START Text excerpt

Bolawaduen is a collection of mud houses, about a mile long, situated on an eminence at the western base of Emir Dagh. I went into the bazaar, which was a small place, and not very well supplied, though, as it was near sunset, there was quite a crowd of people, and the bakers were shovelling out their fresh bread at a brisk rate. Every one took me for a good Egyptian Mohammedan, and I was jostled right and left among the turbans, in a manner that certainly would not have happened me had I not also worn one. Mr. H., who had fallen behind the caravan, came up after we had encamped, and might have wandered a long time without finding us, but for the good-natured efforts of the inhabitants to set him aright. This evening he knocked over a hedgehog, mistaking it for a cat. The poor creature was severely hurt, and its sobs of distress, precisely like those of a little child, were to painful to hear, that we were obliged to have it removed from the vicinity of the tent.
The Forests of Phrygia.
The Frontier of Phrygia—Ancient Quarries and Tombs—We Enter the Pine Forests—A Guard-House—Encampments of the Turcomans—Pastoral Scenery—A Summer Village—The Valley of the Tombs—Rock Sepulchres of the Phrygian Kings—The Titan’s Camp—The Valley of Kuembeh—A Land of Flowers—Turcoman Hospitality—The Exiled Effendis—The Old Turcoman—A Glimpse of Arcadia—A Landscape—Interested Friendship—The Valley of the Pursek—Arrival at Kiutahya.
“And round us all the thicket rang
To many a flute of Arcady.” Tennyson.
Kiutahya, July 5, 1852.

END Text excerpt

#### [Task]
Reproduce the stretch of the travel account above from "The Forests of" through "Pursek—Arrival at Kiutahya.", word for word.

START Excerpted data

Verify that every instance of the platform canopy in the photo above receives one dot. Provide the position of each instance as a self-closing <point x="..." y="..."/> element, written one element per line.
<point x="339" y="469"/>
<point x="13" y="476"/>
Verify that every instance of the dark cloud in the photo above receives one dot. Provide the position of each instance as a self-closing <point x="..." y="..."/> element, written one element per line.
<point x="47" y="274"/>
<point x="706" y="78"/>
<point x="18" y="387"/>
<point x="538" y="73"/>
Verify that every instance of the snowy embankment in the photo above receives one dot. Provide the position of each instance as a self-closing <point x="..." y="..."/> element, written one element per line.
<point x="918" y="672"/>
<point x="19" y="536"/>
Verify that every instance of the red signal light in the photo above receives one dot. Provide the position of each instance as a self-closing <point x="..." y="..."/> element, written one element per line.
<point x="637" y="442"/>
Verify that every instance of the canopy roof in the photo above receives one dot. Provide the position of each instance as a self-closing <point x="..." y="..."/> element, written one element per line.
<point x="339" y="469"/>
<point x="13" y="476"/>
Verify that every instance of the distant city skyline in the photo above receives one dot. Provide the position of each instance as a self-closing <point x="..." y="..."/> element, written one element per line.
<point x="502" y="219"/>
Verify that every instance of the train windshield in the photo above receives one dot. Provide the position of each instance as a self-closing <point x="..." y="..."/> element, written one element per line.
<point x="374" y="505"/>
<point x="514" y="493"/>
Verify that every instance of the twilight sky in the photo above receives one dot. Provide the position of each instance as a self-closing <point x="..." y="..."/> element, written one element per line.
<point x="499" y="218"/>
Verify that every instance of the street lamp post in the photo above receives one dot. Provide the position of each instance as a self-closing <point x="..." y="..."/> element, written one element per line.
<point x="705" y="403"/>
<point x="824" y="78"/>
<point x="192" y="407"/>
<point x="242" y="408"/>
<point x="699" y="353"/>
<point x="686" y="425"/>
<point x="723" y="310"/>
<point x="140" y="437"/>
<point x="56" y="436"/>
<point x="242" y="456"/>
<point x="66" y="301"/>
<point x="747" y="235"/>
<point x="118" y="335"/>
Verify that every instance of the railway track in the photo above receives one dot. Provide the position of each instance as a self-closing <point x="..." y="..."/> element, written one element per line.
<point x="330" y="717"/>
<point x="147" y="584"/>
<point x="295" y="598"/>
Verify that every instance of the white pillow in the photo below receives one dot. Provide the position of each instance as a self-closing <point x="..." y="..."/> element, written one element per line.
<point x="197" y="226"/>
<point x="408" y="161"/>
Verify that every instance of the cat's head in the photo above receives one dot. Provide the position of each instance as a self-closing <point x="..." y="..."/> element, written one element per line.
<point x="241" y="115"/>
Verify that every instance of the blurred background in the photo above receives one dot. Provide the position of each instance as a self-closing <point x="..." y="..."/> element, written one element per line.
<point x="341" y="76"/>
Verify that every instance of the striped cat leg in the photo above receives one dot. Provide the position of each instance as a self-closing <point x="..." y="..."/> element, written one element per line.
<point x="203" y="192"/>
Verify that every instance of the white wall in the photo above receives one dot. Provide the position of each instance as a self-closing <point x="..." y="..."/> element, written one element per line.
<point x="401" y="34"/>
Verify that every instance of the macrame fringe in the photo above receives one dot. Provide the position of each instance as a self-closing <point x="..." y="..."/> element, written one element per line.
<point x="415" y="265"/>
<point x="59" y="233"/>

END Excerpted data

#### [Exercise result]
The Forests of Phrygia.
The Frontier of Phrygia—Ancient Quarries and Tombs—We Enter the Pine Forests—A Guard-House—Encampments of the Turcomans—Pastoral Scenery—A Summer Village—The Valley of the Tombs—Rock Sepulchres of the Phrygian Kings—The Titan’s Camp—The Valley of Kuembeh—A Land of Flowers—Turcoman Hospitality—The Exiled Effendis—The Old Turcoman—A Glimpse of Arcadia—A Landscape—Interested Friendship—The Valley of the Pursek—Arrival at Kiutahya.